● **DATA LISTING**:
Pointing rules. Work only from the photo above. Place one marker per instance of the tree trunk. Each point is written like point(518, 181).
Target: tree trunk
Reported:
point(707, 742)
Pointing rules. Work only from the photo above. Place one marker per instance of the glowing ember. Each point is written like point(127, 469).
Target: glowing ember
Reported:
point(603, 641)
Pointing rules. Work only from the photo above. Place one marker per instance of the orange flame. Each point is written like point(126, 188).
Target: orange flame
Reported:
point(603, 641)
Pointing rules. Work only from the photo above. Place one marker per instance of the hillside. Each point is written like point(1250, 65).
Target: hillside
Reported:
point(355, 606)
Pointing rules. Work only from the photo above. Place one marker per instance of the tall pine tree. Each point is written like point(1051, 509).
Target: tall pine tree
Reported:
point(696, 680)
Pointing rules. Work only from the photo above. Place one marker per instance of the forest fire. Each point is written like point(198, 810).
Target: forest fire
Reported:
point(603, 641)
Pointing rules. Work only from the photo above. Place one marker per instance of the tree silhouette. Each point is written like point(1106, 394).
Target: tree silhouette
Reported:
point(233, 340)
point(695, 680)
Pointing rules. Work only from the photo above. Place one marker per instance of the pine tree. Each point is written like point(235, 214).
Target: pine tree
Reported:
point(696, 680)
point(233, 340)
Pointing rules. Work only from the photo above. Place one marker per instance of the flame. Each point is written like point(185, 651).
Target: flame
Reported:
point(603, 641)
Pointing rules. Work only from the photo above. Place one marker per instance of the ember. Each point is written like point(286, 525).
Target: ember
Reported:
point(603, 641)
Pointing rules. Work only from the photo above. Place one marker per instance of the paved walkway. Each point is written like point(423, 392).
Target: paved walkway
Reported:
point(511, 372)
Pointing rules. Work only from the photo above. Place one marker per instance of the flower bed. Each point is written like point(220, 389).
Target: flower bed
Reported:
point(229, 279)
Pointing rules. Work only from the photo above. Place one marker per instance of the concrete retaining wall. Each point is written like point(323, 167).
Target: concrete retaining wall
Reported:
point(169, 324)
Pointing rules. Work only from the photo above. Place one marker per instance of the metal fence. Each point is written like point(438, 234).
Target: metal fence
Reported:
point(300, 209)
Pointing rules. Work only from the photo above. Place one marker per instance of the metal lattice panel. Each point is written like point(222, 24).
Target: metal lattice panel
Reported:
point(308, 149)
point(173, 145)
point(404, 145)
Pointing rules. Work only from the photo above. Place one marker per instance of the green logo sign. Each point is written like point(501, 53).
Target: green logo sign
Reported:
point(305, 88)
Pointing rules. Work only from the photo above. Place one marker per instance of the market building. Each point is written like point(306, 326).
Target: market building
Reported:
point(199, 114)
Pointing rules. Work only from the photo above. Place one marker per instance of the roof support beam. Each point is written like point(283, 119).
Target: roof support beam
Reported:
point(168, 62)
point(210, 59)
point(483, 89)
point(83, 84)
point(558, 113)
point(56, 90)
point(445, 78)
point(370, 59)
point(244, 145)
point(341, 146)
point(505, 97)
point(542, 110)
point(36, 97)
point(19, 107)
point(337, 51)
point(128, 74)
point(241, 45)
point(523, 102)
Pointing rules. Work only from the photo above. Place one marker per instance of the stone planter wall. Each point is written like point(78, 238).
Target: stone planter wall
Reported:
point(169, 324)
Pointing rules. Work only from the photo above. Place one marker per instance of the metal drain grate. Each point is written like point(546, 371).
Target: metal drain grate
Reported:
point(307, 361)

● **WHAT THE TASK ASKS**: Each line above must be printed exactly as it appears.

● **ANSWER BELOW**:
Pointing rules. Work only from the photo above. Place one marker per instance of the tree trunk. Each point is written like point(518, 181).
Target: tree trunk
Reported:
point(707, 742)
Pointing rules. Work only from the photo above. Place one marker per instance of the glowing ember. Each point is written like point(127, 469).
Target: glowing ember
Reported:
point(603, 641)
Pointing rules. Work only from the photo above. Place one marker per instance of the orange flame. Each point is written like point(126, 188).
Target: orange flame
Reported:
point(603, 641)
Pointing rules. Work only from the photo above. Place one marker per instance of the hillside. Each point is written like point(1250, 65).
Target: hillside
Reported:
point(355, 606)
Pointing rules. Work only from the photo above. Place one marker per instance of the tall pine tree. Each point is written like point(1051, 509).
Target: tall pine tree
Reported:
point(696, 680)
Pointing rules. Work only from the photo above. Place one marker per instance of the forest fire. Each point is written like point(198, 810).
Target: forest fire
Reported:
point(603, 641)
Pointing rules. Work only from the photo above. Place one marker per instance of the tree silhouette. Each point is written like point(1106, 394).
Target: tree silhouette
Reported:
point(233, 340)
point(695, 680)
Pointing rules. Work only from the photo above. Place one marker per instance of the pine tree. Each point is written like point(235, 214).
Target: pine tree
Reported:
point(696, 680)
point(233, 340)
Pointing rules. Work only from the photo above. Place one marker per instance of the flame. Each point is written like point(185, 651).
Target: flame
Reported:
point(603, 641)
Pointing rules. Work only from the photo above. Place one marker per instance of the ember. Each point is written like point(286, 525).
Target: ember
Reported:
point(603, 641)
Pointing rules. Work only from the photo above. Place one marker per instance of the paved walkway. Each point is written like point(423, 392).
Target: paved walkway
Reported:
point(511, 372)
Pointing rules. Work only from the photo above. Place one marker per instance of the flower bed. Each point is written like point(220, 389).
Target: flower bed
Reported:
point(229, 279)
Pointing rules. Work only from the photo above. Place one marker per instance of the concrete retaining wall. Each point is written like point(323, 167).
Target: concrete retaining wall
Reported:
point(169, 324)
Pointing rules. Work only from the photo above. Place one marker per instance of the metal fence. Each point is written like point(438, 234).
Target: metal fence
Reported:
point(300, 209)
Pointing rules. Work only from the photo above. Place one marker per instance of the metal lattice panel. Each point is written like point(222, 24).
Target: metal lattice panel
Reported:
point(308, 149)
point(173, 145)
point(404, 145)
Pointing rules. Work only from the photo above. Place one marker per instance of the green logo sign. Each point is written like point(501, 53).
Target: green logo sign
Reported:
point(305, 88)
Pointing rules. Work only from the photo above. Place one marker per instance of the market building. Each point is written like point(306, 326).
Target: market building
Reported:
point(199, 114)
Pointing rules. Work only from the photo above. Place one marker per instance of the roof support beam. Each point is written like point(283, 119).
Target: roof support beam
Reported:
point(168, 62)
point(210, 59)
point(483, 89)
point(83, 84)
point(558, 113)
point(56, 90)
point(445, 78)
point(370, 59)
point(244, 145)
point(341, 146)
point(505, 97)
point(542, 110)
point(36, 97)
point(19, 107)
point(337, 51)
point(128, 74)
point(241, 45)
point(523, 102)
Pointing rules. Work only from the photo above. Place one marker per instance of the stone planter wall. Each point is written like point(78, 238).
Target: stone planter wall
Reported:
point(169, 324)
Pointing rules. Work only from the photo above. Place one marker per instance of the metal drain grate. Each point is written like point(546, 371).
Target: metal drain grate
Reported:
point(307, 361)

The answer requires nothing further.